Write the part of the data that opens with the line containing "Scan for fingernail." and closes with the line containing "[0, 110, 595, 825]", both of those lines included, as a JSON list of strings. Use one string per line and leave out any blank lines.
Start Given entries
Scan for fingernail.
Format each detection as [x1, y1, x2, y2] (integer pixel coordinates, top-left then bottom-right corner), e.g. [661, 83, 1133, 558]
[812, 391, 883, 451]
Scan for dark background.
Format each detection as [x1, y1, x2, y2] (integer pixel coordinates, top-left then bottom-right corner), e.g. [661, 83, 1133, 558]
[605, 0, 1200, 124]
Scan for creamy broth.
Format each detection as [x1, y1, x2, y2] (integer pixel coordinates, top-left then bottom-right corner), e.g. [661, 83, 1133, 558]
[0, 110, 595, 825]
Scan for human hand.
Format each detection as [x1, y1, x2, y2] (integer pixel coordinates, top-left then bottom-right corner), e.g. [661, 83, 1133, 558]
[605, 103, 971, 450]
End Given entries
Start Given entries
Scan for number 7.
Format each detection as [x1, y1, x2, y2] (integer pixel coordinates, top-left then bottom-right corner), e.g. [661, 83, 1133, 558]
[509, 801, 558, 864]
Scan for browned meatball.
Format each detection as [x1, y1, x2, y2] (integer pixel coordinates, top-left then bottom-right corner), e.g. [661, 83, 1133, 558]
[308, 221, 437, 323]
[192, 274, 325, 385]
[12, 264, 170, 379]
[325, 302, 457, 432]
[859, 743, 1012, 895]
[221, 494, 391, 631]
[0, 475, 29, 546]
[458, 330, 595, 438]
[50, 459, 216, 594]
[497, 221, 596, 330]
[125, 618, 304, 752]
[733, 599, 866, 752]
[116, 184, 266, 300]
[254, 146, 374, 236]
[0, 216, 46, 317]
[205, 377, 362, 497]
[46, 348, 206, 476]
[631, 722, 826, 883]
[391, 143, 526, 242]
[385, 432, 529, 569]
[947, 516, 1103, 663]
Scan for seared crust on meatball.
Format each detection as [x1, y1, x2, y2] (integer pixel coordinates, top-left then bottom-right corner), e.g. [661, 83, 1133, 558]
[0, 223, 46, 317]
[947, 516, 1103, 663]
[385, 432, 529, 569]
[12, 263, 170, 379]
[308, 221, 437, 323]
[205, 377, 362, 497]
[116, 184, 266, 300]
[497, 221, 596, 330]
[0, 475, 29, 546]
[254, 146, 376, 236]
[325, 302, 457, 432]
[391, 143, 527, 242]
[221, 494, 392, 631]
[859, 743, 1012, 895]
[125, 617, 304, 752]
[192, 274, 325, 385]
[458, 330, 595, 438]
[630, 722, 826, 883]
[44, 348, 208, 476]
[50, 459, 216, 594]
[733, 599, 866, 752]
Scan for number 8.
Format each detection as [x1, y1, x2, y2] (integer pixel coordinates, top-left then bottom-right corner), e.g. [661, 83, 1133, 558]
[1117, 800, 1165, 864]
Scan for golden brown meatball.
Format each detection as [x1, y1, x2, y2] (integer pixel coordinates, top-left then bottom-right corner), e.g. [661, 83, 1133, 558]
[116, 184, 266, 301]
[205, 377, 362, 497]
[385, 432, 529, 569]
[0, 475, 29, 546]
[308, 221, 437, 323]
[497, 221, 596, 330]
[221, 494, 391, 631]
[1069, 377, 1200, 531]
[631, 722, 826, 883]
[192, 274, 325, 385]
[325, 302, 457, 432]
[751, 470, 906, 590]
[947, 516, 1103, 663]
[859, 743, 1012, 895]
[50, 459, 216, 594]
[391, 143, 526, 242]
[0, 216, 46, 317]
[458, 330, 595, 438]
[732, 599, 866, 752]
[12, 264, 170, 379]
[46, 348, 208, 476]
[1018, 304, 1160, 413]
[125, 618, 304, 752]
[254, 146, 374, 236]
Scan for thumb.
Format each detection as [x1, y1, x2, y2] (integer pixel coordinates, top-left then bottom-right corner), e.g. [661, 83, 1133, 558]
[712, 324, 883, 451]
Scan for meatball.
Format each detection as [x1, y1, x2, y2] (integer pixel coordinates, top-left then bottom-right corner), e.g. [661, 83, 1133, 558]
End Given entries
_Answer to the problem_:
[
  "Scan for fingernail.",
  "Format each detection as [x1, y1, x2, y2] (integer pixel coordinates, top-left then bottom-right corner), e.g. [661, 83, 1133, 558]",
  "[812, 391, 883, 451]",
  "Scan for dark background.",
  "Format each detection as [x1, y1, x2, y2] (integer pixel coordinates, top-left then bottom-right corner), e.g. [661, 83, 1133, 558]",
  "[605, 0, 1200, 124]",
  "Scan for creamy broth.",
  "Format each detection as [x1, y1, x2, y2] (integer pixel coordinates, top-left then bottom-right corner), e.g. [661, 83, 1133, 558]",
  "[0, 110, 595, 825]"
]